>> BEGIN Provided records

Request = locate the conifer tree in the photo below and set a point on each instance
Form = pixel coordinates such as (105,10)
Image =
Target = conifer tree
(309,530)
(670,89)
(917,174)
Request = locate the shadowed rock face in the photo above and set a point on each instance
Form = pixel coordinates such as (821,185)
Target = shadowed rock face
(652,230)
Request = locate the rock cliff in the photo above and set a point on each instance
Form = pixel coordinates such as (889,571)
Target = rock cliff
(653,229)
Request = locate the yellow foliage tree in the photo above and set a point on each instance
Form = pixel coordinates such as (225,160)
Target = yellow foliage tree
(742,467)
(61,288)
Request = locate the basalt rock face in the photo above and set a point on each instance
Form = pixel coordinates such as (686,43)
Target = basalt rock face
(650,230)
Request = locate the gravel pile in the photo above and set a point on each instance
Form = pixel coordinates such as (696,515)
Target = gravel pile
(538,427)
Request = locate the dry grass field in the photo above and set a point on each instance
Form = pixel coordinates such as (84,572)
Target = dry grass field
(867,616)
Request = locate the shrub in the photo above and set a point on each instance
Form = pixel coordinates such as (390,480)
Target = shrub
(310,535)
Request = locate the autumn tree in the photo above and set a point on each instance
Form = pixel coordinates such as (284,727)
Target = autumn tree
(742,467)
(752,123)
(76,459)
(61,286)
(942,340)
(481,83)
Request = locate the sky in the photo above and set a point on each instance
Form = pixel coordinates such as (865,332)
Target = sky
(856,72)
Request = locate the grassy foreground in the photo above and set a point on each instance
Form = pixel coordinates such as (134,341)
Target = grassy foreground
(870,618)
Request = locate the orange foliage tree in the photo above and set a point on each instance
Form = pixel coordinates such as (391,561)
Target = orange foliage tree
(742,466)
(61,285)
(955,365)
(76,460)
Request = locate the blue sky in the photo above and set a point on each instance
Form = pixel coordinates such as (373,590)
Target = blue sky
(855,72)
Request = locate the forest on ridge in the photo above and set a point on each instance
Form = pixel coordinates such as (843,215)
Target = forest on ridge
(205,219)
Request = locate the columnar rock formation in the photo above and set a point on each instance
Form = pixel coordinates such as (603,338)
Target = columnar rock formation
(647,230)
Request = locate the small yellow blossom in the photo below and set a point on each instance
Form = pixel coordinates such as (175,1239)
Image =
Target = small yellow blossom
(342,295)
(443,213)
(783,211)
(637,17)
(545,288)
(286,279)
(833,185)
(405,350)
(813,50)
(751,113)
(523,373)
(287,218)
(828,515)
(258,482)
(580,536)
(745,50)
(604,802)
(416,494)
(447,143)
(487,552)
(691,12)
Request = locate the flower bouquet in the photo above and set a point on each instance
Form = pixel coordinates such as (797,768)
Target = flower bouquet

>> END Provided records

• **Aim of the task**
Rescale the lines above, from the line containing "Request = locate the columnar" through the last line, and give them all again, requests included. Multiply every answer coordinate by 2.45 and round to whole numbers, with halves rounding up. Leave the numbers in the requests and their format samples unchanged.

• **Written response**
Request = locate the columnar rock formation in the photo above and set a point on each instance
Form = pixel coordinates such as (603,338)
Target = columnar rock formation
(1585,564)
Request = locate the small yellow blossom in the photo below and set a point on each instance
Form = pixel coordinates such as (175,1239)
Image =
Target = small yellow blossom
(838,723)
(1085,522)
(1918,517)
(1561,42)
(1335,706)
(701,684)
(2041,453)
(992,858)
(1992,123)
(1840,277)
(1281,914)
(703,534)
(2029,1262)
(632,1181)
(1421,1313)
(1825,123)
(1480,1965)
(1019,1210)
(1095,350)
(1193,1352)
(1693,29)
Request = locate the flower bouquet in the photo above and set a point on each instance
Form = pixel coordinates such as (797,768)
Target = flower bouquet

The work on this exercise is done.